%%

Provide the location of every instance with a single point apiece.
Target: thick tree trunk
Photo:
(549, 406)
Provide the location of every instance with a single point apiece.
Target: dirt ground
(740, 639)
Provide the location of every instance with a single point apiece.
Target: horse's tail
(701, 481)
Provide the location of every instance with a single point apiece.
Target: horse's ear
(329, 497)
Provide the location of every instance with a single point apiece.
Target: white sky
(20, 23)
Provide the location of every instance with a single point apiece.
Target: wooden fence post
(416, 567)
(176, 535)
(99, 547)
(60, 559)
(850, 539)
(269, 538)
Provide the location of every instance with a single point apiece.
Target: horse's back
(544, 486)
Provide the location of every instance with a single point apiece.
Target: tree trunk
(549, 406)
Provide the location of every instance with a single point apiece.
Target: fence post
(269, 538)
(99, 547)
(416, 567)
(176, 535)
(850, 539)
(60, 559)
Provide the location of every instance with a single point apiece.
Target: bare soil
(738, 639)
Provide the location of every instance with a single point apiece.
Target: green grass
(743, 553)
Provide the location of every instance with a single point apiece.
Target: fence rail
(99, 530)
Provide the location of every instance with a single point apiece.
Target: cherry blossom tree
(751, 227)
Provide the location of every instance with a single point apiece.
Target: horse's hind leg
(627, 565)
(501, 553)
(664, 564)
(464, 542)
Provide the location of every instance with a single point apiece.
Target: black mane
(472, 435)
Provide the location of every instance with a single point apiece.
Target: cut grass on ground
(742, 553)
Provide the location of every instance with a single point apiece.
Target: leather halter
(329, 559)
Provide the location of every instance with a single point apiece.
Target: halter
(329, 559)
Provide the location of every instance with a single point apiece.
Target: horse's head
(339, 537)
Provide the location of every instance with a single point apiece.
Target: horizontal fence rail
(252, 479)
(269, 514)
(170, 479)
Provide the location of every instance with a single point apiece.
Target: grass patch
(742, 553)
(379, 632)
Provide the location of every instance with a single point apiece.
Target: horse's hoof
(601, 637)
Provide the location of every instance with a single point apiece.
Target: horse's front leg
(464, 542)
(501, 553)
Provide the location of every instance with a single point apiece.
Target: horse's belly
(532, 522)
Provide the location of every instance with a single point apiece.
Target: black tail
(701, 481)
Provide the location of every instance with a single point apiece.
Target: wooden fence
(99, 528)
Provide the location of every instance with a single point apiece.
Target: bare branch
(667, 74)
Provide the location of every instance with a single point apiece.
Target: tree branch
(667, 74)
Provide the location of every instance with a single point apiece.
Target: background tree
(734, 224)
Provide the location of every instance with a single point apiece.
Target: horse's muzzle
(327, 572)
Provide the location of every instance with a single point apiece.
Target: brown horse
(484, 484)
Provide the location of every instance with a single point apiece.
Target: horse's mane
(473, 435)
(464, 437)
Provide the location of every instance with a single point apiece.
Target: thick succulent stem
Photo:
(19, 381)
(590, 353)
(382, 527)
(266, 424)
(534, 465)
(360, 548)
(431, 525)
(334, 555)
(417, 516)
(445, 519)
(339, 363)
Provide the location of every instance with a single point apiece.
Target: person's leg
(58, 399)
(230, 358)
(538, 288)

%%

For each record above, print an exact copy.

Provide the location of every instance with a single point apiece.
Target: thick tree trunk
Photo:
(549, 406)
Provide the location of every instance with a single point apiece.
Target: dirt ground
(740, 639)
Provide the location of every instance with a single point apiece.
Target: horse's tail
(701, 481)
Provide the location of every instance with a single point apiece.
Target: horse's ear
(329, 497)
Provide the location of every instance with a single point apiece.
Target: white sky
(20, 23)
Provide the location of every instance with a single point apiece.
Target: wooden fence post
(416, 567)
(176, 535)
(99, 547)
(60, 559)
(850, 539)
(269, 538)
Provide the location of every instance with a single point apiece.
Target: horse's back
(544, 486)
Provide the location of every instance with a single point apiece.
Target: tree trunk
(549, 406)
Provide the location of every instance with a single point apiece.
Target: fence post
(269, 538)
(99, 547)
(416, 567)
(176, 535)
(850, 539)
(60, 559)
Provide the location of every instance with a single point apiece.
Target: bare soil
(738, 639)
Provide the location of every instance with a single point apiece.
Target: green grass
(743, 553)
Provide the location of every instance with a single point apiece.
Target: fence rail
(99, 530)
Provide the location of every instance with a single point apiece.
Target: cherry blossom tree
(751, 227)
Provide the location of every instance with a single point apiece.
Target: horse's hind leg
(627, 565)
(501, 553)
(664, 564)
(464, 542)
Provide the location of every instance with a single point apiece.
Target: black mane
(472, 435)
Provide the location of every instance with a single point apiece.
Target: cut grass on ground
(742, 553)
Provide the location of every instance with a single point apiece.
Target: leather halter
(329, 559)
Provide the location of every instance with a single point apiece.
Target: halter
(329, 559)
Provide the location of every instance with a single point apiece.
Target: horse's head
(339, 537)
Provide the location of every instance with a single point apiece.
Target: horizontal fence rail
(252, 479)
(269, 514)
(170, 479)
Provide the location of every instance with a single point apiece.
Target: grass patch
(742, 553)
(379, 632)
Provide the location of every instance with a single point apiece.
Target: horse's hoof
(601, 637)
Provide the location of every instance with a single point apiece.
Target: horse's front leg
(464, 542)
(501, 553)
Provide the location of every instance with a single point apiece.
Target: horse's belly
(532, 522)
Provide the location of every instance with a single point apiece.
Target: black tail
(701, 481)
Provide the location of every instance with a single point apiece.
Target: wooden fence
(99, 528)
Provide the location of every instance with a single point apiece.
Target: bare branch
(667, 74)
Provide the location of every instance with a single point apiece.
Target: tree branch
(667, 74)
Provide the location of every instance with a single point apiece.
Target: background tree
(734, 224)
Provide the location of every instance with a single point apiece.
Target: horse's muzzle
(327, 572)
Provide the location of every instance with a single point apiece.
Target: brown horse
(484, 484)
Provide the location of every instance with a single point apiece.
Target: horse's mane
(473, 435)
(464, 437)
Provide the location of every instance with a single point apiece.
Target: thick succulent stem
Photo:
(19, 381)
(590, 353)
(382, 527)
(266, 424)
(534, 465)
(360, 548)
(431, 525)
(334, 555)
(417, 516)
(445, 519)
(339, 363)
Provide the location of every instance with a single point apiece.
Target: person's leg
(58, 399)
(230, 358)
(538, 288)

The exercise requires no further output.